Referring expression data:
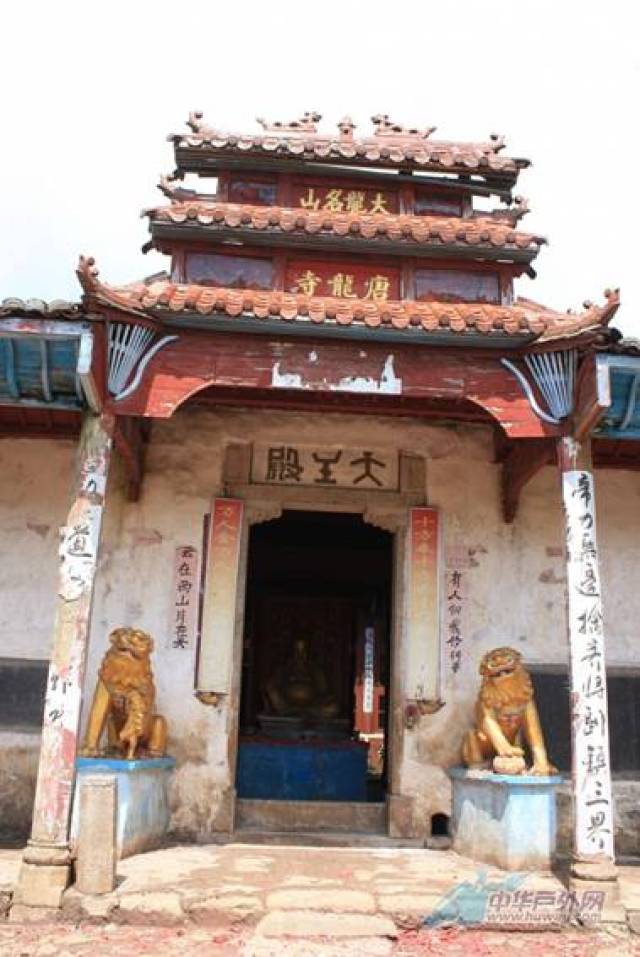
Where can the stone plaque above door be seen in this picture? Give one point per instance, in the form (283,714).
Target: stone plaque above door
(321,466)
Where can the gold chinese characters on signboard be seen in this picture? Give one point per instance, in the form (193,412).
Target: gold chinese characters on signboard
(321,466)
(344,200)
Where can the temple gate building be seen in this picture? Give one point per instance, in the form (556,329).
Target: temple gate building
(327,460)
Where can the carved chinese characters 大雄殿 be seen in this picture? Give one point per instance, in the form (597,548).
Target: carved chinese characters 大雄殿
(506,719)
(358,469)
(123,701)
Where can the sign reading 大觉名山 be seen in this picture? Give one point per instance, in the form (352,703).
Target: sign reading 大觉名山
(321,466)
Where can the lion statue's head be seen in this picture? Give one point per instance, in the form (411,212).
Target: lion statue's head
(504,679)
(131,641)
(127,663)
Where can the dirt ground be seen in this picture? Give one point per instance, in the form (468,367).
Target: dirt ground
(261,901)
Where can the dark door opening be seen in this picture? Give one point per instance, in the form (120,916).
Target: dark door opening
(315,667)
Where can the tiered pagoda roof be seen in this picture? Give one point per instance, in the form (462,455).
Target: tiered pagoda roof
(409,242)
(164,299)
(391,146)
(413,235)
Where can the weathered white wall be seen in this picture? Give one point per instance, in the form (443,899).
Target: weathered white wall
(35,485)
(513,575)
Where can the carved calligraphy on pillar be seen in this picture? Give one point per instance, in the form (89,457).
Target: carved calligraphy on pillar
(184,598)
(591,766)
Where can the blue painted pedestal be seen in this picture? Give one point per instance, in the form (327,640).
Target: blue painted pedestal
(143,801)
(504,819)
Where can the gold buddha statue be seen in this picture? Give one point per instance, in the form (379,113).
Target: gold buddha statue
(299,687)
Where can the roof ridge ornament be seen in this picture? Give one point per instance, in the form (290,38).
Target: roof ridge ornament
(307,123)
(384,126)
(346,128)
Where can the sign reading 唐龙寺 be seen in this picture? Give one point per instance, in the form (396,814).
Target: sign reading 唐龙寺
(325,467)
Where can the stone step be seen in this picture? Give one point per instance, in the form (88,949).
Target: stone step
(253,835)
(299,816)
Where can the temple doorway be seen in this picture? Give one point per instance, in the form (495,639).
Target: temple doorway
(316,660)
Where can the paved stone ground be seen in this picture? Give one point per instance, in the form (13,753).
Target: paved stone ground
(110,940)
(259,901)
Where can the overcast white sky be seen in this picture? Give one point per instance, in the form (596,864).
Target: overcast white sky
(90,91)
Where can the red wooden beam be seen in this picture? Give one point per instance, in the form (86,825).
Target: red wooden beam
(521,462)
(130,438)
(289,367)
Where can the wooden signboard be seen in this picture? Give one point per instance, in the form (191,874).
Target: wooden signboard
(342,280)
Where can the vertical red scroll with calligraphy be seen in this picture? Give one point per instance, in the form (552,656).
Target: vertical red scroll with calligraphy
(220,595)
(590,726)
(423,639)
(184,599)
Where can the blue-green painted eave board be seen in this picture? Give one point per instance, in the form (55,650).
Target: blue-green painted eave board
(39,369)
(622,418)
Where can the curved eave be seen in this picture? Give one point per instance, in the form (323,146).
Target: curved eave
(163,232)
(181,301)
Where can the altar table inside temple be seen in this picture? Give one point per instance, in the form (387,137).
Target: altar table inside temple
(294,770)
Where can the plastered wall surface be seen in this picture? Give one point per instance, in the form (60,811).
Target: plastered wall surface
(512,575)
(35,485)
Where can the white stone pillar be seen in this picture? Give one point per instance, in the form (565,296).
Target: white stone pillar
(593,852)
(46,862)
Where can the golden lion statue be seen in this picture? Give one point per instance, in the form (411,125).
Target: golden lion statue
(123,700)
(506,719)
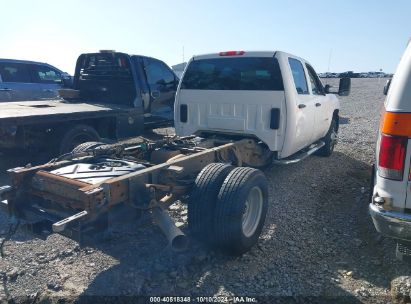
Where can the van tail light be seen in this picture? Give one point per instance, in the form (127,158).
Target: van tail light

**TASK OBJECTIVE**
Determine which lines above include the word "light", and report those lines in full.

**WRITTEN REPLY**
Where can the van tail light be seen in this picture? Give one point per instance, in the form (127,158).
Target: van tail light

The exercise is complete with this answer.